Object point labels
——
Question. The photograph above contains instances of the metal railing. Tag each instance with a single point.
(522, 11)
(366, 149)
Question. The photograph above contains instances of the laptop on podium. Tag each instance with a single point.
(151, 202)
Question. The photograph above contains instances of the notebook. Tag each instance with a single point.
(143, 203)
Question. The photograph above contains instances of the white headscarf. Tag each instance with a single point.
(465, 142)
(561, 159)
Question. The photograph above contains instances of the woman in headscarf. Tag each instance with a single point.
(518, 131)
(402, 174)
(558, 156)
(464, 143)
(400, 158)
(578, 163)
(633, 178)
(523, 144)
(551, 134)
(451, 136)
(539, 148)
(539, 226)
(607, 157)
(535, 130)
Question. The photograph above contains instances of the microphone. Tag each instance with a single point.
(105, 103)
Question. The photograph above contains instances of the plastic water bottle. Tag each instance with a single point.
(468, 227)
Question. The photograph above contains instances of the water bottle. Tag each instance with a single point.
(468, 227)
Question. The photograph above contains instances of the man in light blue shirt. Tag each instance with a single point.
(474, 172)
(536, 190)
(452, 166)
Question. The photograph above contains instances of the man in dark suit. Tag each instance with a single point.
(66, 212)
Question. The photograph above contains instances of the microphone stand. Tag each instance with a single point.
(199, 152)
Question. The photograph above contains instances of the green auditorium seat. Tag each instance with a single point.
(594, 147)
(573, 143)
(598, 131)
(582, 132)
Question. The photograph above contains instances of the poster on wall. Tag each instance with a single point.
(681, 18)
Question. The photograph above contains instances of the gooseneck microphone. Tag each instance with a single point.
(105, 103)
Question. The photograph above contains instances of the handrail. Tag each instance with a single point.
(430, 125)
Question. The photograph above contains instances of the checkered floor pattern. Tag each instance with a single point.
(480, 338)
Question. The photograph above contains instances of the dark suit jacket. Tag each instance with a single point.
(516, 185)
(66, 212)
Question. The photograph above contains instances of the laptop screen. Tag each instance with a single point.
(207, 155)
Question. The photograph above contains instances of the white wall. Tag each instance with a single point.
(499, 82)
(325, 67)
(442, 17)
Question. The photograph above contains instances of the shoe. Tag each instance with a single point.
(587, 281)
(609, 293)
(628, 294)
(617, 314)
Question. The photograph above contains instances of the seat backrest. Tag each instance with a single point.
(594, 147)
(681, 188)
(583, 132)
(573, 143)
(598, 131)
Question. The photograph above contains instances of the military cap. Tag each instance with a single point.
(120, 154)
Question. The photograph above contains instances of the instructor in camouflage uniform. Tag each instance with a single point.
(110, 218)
——
Please render the lines above as a JSON list of strings, one string for each line, with any blank lines left out.

[
  "Question. The photograph above contains instances of the metal railing. Tag each instance with a single point.",
  "(522, 11)",
  "(366, 149)",
  "Question. The photograph above contains instances of the laptop on podium. Tag each instance with a single point.",
  "(151, 202)",
  "Question. The photograph above contains instances of the notebook. Tag each instance with a single point.",
  "(143, 203)",
  "Question. The photograph above contains instances of the white headscarf. Tag each instance with a single point.",
  "(465, 142)",
  "(561, 159)",
  "Question. The photograph above contains instances of the woman in headscarf. Tag each instance with a single point.",
  "(518, 131)",
  "(402, 174)",
  "(558, 156)",
  "(464, 143)",
  "(400, 158)",
  "(578, 163)",
  "(633, 178)",
  "(523, 144)",
  "(551, 134)",
  "(451, 136)",
  "(539, 148)",
  "(539, 226)",
  "(607, 157)",
  "(535, 130)",
  "Question. The photograph above contains instances of the microphone. Tag each instance with a single point.",
  "(105, 103)",
  "Question. The photograph above contains instances of the plastic water bottle. Tag each instance with a single point.",
  "(468, 227)",
  "Question. The photograph above contains instances of the water bottle. Tag each instance with a single point.",
  "(468, 227)",
  "Question. The photograph above contains instances of the man in light blue shirt. Tag each instance with a single point.",
  "(474, 172)",
  "(536, 190)",
  "(452, 166)",
  "Question. The photograph above contains instances of the man in dark suit. Tag each instance with a single point.",
  "(66, 212)",
  "Question. The photograph above contains instances of the microphone stand. Tag each instance with a single point.",
  "(199, 152)",
  "Question. The photograph above contains instances of the green auditorium seat. Tag each instance with a single point.",
  "(594, 147)",
  "(573, 143)",
  "(598, 131)",
  "(582, 132)",
  "Question. The photograph above contains instances of the poster on wall. Tag each instance with a single point.",
  "(681, 18)",
  "Question. The photograph above contains instances of the gooseneck microphone. Tag each instance with a single point.",
  "(105, 103)",
  "Question. The photograph above contains instances of the handrail. Tag each instance with a single point.",
  "(430, 125)",
  "Question. The photograph above contains instances of the checkered floor pattern. Tag each instance with a single point.",
  "(480, 338)",
  "Question. The photograph above contains instances of the dark suit jacket. Tag each instance with a single point.",
  "(516, 185)",
  "(66, 212)",
  "Question. The photograph above contains instances of the laptop screen. Tag each instance with a single point.",
  "(207, 155)",
  "Question. The photograph above contains instances of the white wall. Tag each instance with a single point.",
  "(499, 82)",
  "(325, 67)",
  "(442, 17)",
  "Question. The photograph above contains instances of the shoe. Tag each instance with a single point.",
  "(587, 281)",
  "(609, 293)",
  "(628, 294)",
  "(617, 314)",
  "Question. The photograph above contains instances of the seat backrest. Tag each instance with a single point.",
  "(594, 147)",
  "(681, 188)",
  "(583, 132)",
  "(573, 143)",
  "(598, 131)",
  "Question. The photograph above contains instances of the military cap. Tag each instance with a single point.",
  "(120, 154)",
  "Question. The photograph above contains instances of the instructor in camouflage uniform. Tag each instance with a single point.",
  "(110, 218)"
]